(Entries from a data source)
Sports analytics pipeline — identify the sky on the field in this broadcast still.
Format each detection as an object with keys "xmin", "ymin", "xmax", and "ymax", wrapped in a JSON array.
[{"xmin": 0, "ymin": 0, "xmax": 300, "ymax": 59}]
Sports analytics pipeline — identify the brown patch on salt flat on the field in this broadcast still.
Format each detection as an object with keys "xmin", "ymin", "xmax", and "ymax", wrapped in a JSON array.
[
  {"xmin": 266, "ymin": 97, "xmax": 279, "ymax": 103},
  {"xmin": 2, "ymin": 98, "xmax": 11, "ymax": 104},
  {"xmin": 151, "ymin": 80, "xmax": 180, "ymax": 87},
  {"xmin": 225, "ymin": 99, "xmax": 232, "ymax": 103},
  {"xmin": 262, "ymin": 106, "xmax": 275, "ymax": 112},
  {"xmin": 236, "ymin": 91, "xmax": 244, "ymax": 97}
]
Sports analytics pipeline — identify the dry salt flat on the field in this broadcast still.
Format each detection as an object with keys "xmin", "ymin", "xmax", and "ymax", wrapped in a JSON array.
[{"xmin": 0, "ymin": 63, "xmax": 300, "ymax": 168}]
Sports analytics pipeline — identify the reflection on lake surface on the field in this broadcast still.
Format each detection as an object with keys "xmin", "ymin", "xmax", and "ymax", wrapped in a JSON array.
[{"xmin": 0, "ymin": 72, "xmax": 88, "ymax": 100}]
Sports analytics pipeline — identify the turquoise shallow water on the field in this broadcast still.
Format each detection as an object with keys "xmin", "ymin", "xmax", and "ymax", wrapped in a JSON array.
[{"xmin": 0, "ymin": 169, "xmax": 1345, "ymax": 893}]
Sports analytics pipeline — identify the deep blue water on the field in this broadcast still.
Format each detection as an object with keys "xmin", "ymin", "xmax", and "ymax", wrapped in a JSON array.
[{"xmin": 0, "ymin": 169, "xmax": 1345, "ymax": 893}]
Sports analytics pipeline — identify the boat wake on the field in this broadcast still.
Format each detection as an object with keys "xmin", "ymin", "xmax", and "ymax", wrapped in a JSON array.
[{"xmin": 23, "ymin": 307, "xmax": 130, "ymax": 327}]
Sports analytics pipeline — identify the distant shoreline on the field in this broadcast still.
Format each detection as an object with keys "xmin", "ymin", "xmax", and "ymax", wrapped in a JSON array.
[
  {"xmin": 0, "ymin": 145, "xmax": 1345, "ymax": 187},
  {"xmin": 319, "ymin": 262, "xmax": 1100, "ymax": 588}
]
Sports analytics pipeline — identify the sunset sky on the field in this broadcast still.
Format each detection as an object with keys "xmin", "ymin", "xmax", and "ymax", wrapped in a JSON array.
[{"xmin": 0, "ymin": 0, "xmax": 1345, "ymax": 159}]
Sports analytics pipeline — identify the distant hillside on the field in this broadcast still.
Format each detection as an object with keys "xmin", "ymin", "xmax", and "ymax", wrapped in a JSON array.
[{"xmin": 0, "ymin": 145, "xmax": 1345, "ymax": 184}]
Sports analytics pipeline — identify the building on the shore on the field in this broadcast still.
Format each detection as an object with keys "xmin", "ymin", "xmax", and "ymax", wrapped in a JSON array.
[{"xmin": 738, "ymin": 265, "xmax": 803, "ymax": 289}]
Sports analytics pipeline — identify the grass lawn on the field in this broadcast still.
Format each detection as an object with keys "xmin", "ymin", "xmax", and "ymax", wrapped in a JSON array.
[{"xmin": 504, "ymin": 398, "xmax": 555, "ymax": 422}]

__Problem to work on__
Pull out each line of the entries above that contains the word "distant", and give those lines unchanged.

__Final result__
Sports analytics pipeline — identify the distant shoreline on the field in this broadcast still.
Sports analytics pipeline — identify the distant hillside on the field in this broadcast still.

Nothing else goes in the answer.